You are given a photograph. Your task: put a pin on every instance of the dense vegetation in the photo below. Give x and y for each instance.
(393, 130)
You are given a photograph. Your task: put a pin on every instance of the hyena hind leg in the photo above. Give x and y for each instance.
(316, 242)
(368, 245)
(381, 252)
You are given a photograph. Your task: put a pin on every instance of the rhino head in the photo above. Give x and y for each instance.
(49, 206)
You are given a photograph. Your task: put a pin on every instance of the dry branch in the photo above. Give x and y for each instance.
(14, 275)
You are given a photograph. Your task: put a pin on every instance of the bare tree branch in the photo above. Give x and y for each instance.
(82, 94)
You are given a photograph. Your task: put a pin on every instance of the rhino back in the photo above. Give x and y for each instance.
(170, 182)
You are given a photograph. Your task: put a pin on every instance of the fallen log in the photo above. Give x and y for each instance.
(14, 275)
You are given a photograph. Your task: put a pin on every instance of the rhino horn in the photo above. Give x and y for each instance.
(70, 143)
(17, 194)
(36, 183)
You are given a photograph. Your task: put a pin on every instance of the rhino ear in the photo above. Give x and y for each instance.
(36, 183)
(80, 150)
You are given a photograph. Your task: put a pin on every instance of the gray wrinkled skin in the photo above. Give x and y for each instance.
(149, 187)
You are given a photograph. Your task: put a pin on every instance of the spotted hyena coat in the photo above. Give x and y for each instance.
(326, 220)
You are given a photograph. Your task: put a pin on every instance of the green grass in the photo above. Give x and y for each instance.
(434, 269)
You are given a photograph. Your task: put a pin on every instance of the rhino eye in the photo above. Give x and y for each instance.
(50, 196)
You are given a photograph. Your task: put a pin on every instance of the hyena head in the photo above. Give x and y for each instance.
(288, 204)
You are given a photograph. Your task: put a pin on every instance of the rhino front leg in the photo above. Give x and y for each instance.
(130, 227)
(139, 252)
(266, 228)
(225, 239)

-*-*-

> [Directions for this task]: Starting at the line that contains "the hyena head", restate word for word every line through the last one in the records above. Return nothing else.

> [Exercise solution]:
You are given a photograph. Your task: put a pin on every instance of the hyena head in the photo above. Give x and y for each instance.
(288, 204)
You are given a photograph. Your task: put a pin on every instance of the rhino front leg in the photo above. Give x and y for each instance.
(130, 227)
(139, 252)
(266, 228)
(225, 239)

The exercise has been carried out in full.